**What this task involves**
Copy exactly, and only, the lines from the one containing "Target: blue sky" through the last line of the records below.

**Material for this task**
···

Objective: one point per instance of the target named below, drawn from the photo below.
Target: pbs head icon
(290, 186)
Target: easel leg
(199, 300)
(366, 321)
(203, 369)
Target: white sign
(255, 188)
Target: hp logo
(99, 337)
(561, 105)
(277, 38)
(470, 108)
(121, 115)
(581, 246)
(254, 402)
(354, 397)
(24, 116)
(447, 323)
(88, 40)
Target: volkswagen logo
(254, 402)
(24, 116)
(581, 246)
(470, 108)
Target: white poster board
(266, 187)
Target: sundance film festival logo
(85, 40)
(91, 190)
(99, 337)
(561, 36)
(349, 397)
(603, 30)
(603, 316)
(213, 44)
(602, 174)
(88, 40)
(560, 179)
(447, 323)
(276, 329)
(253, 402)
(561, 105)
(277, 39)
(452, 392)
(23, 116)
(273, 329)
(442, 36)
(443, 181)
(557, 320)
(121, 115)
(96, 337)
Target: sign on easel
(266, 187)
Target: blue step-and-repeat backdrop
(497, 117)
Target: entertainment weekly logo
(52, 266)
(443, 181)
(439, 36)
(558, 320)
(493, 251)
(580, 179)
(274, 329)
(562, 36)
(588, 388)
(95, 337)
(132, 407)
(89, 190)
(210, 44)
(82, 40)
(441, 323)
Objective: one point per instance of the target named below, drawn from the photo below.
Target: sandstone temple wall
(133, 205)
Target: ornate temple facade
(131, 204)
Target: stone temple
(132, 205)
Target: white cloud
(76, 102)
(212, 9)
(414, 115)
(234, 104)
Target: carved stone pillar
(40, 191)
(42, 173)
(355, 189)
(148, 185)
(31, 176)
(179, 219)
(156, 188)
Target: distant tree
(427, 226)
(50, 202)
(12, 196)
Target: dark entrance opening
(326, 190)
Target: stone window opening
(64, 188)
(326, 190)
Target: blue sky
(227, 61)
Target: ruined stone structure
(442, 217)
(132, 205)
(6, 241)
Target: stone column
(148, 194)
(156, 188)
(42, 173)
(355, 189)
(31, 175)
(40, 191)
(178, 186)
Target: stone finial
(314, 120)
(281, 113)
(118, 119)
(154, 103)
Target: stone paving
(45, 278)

···

**Response**
Target: blue sky
(227, 61)
Target: ruined stone structure
(442, 217)
(132, 205)
(6, 241)
Target: stone column
(148, 194)
(156, 188)
(42, 173)
(355, 189)
(31, 175)
(40, 191)
(178, 186)
Target: stone finial
(314, 120)
(281, 113)
(118, 119)
(154, 103)
Target: stone paving
(45, 278)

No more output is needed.